### Source document
Tax Planning
Taxes on Social Security
Show #277, Airing Sunday, December 26th, 2004 at 12:30pm

Could your Social Security be taxed? It seems unfair, but yes, Social Security benefits can be taxed. Thankfully, there are steps you can take to avoid these taxes-- if you understand the complicated rules. Here to simplify the solutions, is a man who’s no simpleton, Tony Mercuri from Ta-Check Tax Service.

Question: Are Social Security benefits taxable?

Answer: The answer is they can be taxable. I know it sounds like an easy question, but it’s not. Unfortunately, Washington has made this very complicated, and it causes people to make many costly mistakes.

Question: Can you explain?

Answer: Sure. Whether or not your Social Security is taxable depends on the amount of income you have. Basically, you take ½ of your Social Security income and add that to all other income. If that amount exceeds certain limits, then benefits are taxable.
The limits depend on whether or not you are filing single or joint. For a single person, the limit is $25,000. Joint is $32,000.

Qustion: So is all of the Social Security income taxed at these levels?

### List of tasks
1. Write out the part of the Social Security tax page between "Question: Can you" and "at these levels?", inclusive.
2. On the Social Security tax page, what is the income limit for a single person?

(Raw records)
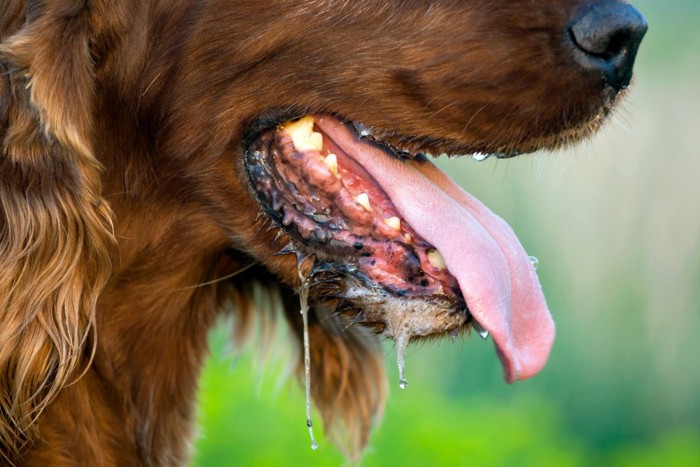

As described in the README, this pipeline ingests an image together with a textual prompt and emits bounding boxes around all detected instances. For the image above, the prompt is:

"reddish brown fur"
[0,0,632,465]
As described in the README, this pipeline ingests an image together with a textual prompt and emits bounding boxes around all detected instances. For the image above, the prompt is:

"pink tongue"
[316,117,554,382]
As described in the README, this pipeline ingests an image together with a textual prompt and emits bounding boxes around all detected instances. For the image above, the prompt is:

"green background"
[193,0,700,466]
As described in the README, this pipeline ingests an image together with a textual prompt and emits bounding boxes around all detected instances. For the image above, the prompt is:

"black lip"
[242,107,525,167]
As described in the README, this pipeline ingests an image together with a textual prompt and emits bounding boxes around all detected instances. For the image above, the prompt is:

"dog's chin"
[245,114,554,381]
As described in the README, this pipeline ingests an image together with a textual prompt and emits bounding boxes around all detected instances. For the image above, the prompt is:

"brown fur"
[0,0,632,465]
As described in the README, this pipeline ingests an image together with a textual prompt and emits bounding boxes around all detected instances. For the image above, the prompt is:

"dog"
[0,0,647,465]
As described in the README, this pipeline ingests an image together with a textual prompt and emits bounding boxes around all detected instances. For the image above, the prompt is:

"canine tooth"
[319,154,340,178]
[428,250,447,269]
[384,216,401,230]
[282,115,323,151]
[355,193,372,211]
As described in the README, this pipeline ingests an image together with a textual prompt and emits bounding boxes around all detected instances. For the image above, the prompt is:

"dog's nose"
[569,0,648,91]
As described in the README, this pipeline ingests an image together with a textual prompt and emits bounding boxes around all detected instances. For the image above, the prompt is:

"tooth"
[384,216,401,230]
[355,193,372,211]
[282,115,323,151]
[323,153,340,178]
[428,250,447,269]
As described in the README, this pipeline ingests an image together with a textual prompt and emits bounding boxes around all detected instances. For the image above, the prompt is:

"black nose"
[569,0,648,91]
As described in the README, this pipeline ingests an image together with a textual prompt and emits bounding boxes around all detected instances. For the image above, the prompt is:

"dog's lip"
[316,116,554,382]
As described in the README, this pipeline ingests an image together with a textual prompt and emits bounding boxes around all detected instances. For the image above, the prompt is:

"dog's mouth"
[246,115,554,382]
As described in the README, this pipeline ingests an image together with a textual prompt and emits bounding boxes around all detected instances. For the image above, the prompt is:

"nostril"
[568,0,648,89]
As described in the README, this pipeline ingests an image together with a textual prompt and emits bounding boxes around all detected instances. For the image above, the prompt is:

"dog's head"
[0,0,646,460]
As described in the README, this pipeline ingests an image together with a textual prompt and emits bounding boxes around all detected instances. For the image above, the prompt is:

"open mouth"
[246,115,554,382]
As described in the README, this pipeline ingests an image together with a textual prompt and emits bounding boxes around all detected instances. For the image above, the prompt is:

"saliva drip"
[530,256,540,271]
[394,334,410,389]
[297,254,318,449]
[472,320,489,340]
[472,152,491,162]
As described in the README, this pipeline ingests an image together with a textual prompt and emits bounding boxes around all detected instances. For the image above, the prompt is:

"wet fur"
[0,0,614,465]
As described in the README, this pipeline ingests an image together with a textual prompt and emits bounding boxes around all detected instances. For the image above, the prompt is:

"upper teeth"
[317,154,340,178]
[384,216,401,230]
[355,193,372,211]
[428,250,447,269]
[282,115,323,151]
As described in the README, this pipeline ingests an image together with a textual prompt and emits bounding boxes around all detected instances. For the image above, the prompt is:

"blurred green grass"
[193,0,700,467]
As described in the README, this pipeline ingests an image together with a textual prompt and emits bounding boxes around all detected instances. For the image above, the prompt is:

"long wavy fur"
[0,0,112,459]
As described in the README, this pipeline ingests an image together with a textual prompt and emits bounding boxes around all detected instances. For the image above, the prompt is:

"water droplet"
[297,253,318,449]
[472,320,489,340]
[353,122,372,138]
[472,152,491,162]
[530,256,540,271]
[394,334,410,389]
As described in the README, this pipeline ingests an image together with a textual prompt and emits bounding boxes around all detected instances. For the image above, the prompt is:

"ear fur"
[0,0,113,463]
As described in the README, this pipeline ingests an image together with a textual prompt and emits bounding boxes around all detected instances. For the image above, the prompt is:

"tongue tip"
[494,317,555,384]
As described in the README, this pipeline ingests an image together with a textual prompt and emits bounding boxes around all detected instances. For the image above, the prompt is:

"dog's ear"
[0,0,113,463]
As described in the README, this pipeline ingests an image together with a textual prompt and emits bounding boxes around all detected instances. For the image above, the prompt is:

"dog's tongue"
[316,117,554,382]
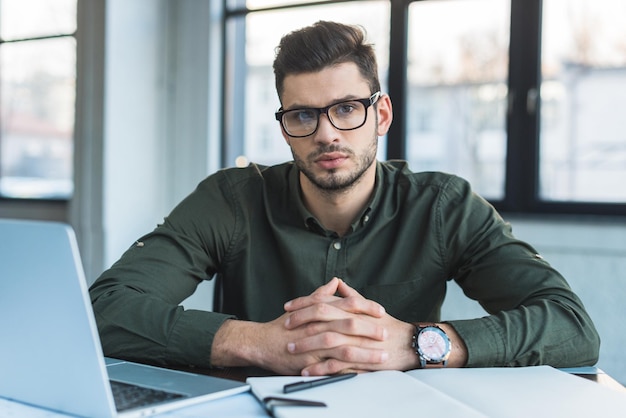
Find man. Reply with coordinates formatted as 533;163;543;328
90;22;599;375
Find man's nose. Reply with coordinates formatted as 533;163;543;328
315;113;339;143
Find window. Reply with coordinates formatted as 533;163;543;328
222;0;626;215
405;0;511;199
0;0;76;199
539;0;626;202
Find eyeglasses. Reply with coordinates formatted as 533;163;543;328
276;91;380;138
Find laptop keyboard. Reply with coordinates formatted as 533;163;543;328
110;380;185;412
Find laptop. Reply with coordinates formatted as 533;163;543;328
0;219;249;417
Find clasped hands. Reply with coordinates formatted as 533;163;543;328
272;277;417;376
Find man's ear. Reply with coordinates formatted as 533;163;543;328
376;94;393;136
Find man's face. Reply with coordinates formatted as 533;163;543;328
282;63;391;192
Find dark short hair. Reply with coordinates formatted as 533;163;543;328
274;21;380;102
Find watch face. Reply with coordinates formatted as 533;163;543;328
417;327;450;363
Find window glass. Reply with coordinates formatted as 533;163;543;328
0;0;76;41
228;0;325;10
539;0;626;202
226;1;389;165
406;0;510;199
0;21;76;198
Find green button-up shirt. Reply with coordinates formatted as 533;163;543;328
90;161;599;367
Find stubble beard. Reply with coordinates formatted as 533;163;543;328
292;133;378;194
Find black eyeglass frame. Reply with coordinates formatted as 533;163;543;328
274;91;381;138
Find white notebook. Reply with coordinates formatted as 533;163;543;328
248;366;626;418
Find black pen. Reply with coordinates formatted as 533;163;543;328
283;373;357;393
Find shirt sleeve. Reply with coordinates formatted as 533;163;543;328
437;178;600;367
90;171;236;367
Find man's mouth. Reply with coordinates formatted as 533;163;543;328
315;152;348;169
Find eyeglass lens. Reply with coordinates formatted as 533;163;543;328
282;101;367;136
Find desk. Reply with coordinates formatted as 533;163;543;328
0;368;626;418
188;367;626;393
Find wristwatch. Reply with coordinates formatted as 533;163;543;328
411;324;452;368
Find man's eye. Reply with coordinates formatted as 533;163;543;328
333;102;356;116
288;109;316;123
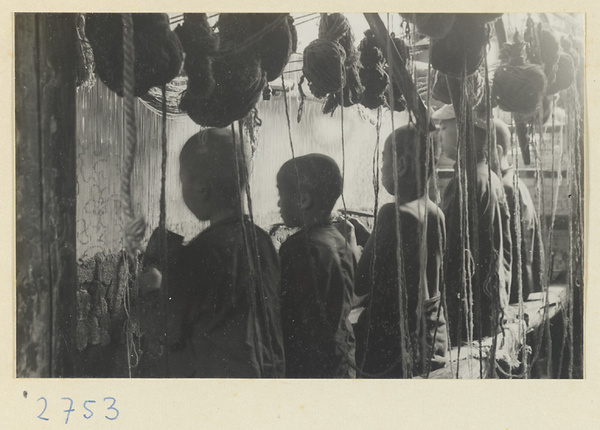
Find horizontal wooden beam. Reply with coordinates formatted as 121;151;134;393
364;13;435;131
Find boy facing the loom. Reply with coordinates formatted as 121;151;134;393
356;125;447;378
277;154;356;378
433;105;512;343
142;128;284;378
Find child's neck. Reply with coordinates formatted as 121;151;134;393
302;212;331;228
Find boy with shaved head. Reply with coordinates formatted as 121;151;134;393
145;128;284;378
494;119;544;303
277;154;356;378
356;125;448;378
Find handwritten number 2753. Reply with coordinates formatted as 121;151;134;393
37;397;119;424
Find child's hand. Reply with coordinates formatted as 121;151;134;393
333;217;361;261
348;218;371;248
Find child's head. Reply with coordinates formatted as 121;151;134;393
277;154;342;227
381;124;438;201
179;128;248;221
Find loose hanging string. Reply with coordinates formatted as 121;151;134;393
569;81;584;378
121;13;146;378
510;99;533;379
158;85;170;375
360;106;382;374
482;42;502;377
386;14;412;378
231;123;265;376
238;121;275;372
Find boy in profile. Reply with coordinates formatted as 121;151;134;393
356;125;447;378
433;105;512;343
141;128;284;378
277;154;356;378
494;119;544;303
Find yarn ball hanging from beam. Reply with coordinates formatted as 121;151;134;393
400;13;456;39
175;13;218;104
302;13;364;113
218;13;297;82
86;13;183;97
492;33;547;116
180;14;267;127
430;13;489;76
358;30;390;109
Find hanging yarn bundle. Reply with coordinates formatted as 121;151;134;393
302;13;363;113
431;13;496;77
86;13;183;97
384;33;410;112
492;33;547;116
358;30;390;109
175;13;218;103
400;13;456;39
248;13;298;82
180;14;267;127
523;17;560;83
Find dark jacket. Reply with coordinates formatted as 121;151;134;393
356;199;447;378
168;218;284;378
279;223;356;378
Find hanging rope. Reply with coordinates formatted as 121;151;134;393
231;123;265;376
158;85;170;375
238;121;275;372
386;14;412;378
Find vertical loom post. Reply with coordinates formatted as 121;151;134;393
15;13;77;377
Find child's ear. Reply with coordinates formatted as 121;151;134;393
398;155;409;178
298;191;313;211
192;178;212;200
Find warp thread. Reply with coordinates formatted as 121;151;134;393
75;13;96;88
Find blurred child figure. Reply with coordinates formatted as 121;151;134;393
355;125;447;378
433;105;512;343
494;119;544;303
277;154;356;378
141;129;284;378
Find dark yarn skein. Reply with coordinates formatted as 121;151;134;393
492;33;547;116
302;13;364;113
358;30;389;109
218;13;297;82
180;14;267;127
431;13;489;76
400;13;456;39
175;13;218;104
86;13;183;97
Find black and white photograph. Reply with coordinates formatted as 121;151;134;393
12;12;584;382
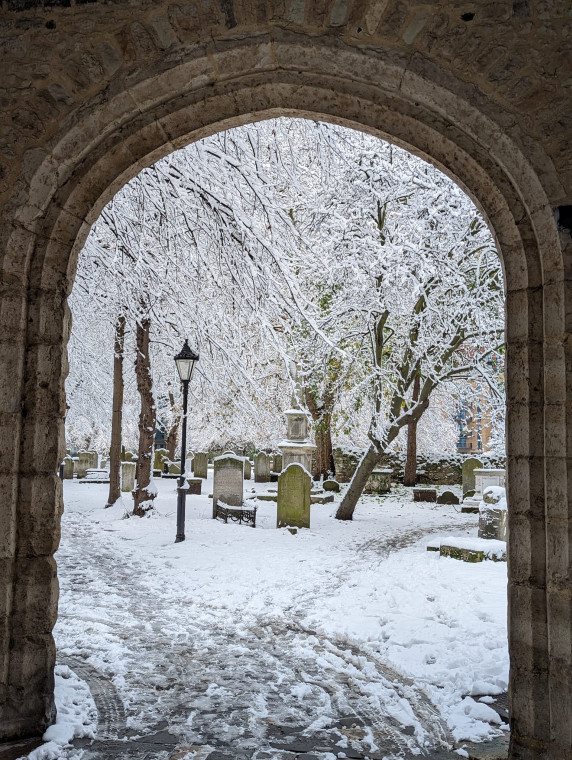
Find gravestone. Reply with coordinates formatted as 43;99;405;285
153;449;169;472
121;462;135;493
364;469;393;493
413;488;437;502
212;454;244;518
276;463;312;528
76;451;97;478
278;409;316;472
64;456;73;480
437;490;460;504
254;451;270;483
187;478;203;496
193;451;208;478
479;487;508;541
462;457;483;495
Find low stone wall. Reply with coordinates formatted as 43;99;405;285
334;448;506;486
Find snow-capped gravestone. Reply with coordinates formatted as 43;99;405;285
254;451;270;483
212;454;244;518
278;409;316;472
153;449;169;473
462;457;483;495
461;467;506;513
76;451;99;478
479;486;508;541
64;456;73;480
276;463;312;528
364;469;393;493
193;451;209;478
121;462;135;493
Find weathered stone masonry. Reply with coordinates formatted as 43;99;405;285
0;0;572;760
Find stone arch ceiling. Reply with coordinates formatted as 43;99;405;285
0;0;572;217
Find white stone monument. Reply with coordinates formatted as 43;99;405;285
213;454;244;518
278;409;316;472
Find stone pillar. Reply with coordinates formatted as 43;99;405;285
276;463;312;528
121;462;135;493
64;457;73;480
193;451;209;478
462;457;483;495
213;454;244;517
254;451;270;483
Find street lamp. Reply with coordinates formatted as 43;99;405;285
175;341;199;544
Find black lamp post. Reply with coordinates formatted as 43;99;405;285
175;341;199;544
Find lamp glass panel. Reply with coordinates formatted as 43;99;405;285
176;359;194;382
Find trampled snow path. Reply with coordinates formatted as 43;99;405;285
31;482;508;760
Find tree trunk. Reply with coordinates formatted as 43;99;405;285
167;391;179;462
336;445;379;520
304;388;335;480
105;316;125;507
403;374;421;486
133;319;155;517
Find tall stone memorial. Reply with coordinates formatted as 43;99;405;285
276;463;312;528
462;457;483;495
278;409;316;472
77;451;99;478
193;451;209;478
64;456;73;480
254;451;270;483
212;454;244;518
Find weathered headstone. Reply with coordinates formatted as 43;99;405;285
187;478;203;496
462;457;483;494
364;469;393;493
193;451;208;478
276;463;312;528
121;462;135;493
276;409;316;472
64;456;73;480
479;486;508;541
76;451;97;478
437;490;460;504
153;449;169;472
413;488;437;502
254;451;270;483
213;454;244;517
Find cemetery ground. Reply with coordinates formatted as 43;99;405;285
19;478;508;760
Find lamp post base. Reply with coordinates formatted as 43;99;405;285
175;486;187;544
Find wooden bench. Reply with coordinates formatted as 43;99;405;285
215;502;258;528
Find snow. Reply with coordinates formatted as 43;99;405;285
29;473;508;760
28;665;97;760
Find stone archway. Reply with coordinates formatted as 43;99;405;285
0;0;572;758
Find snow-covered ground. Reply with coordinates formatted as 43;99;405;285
27;472;508;760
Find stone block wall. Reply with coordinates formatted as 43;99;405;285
334;447;506;486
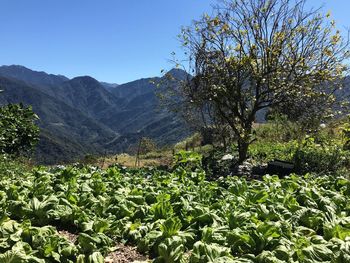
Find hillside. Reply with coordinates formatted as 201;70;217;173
0;66;189;163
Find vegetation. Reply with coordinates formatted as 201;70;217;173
170;0;349;162
0;152;350;263
0;0;350;263
0;104;39;156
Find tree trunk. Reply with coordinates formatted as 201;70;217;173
238;138;249;164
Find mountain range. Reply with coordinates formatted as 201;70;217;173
0;65;190;164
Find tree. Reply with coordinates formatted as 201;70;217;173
176;0;349;162
0;104;39;156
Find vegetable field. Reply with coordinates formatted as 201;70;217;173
0;161;350;263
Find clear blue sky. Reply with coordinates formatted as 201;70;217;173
0;0;350;83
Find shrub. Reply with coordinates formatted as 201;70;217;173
0;104;39;156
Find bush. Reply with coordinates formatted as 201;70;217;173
0;104;39;156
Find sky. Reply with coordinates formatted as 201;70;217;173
0;0;350;84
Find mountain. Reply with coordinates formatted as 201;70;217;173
0;66;190;164
0;77;118;163
100;81;119;91
0;65;69;87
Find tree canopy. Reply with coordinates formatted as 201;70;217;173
174;0;349;161
0;104;39;156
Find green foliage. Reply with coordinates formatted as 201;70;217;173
0;104;39;155
0;162;350;263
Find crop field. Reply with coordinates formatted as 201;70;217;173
0;162;350;263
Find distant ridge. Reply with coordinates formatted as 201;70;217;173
0;65;190;164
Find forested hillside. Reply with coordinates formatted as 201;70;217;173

### In response
1.
Question: Can you explain?

Answer: Sure. Whether or not your Social Security is taxable depends on the amount of income you have. Basically, you take ½ of your Social Security income and add that to all other income. If that amount exceeds certain limits, then benefits are taxable.
The limits depend on whether or not you are filing single or joint. For a single person, the limit is $25,000. Joint is $32,000.

Qustion: So is all of the Social Security income taxed at these levels?

2. $25,000.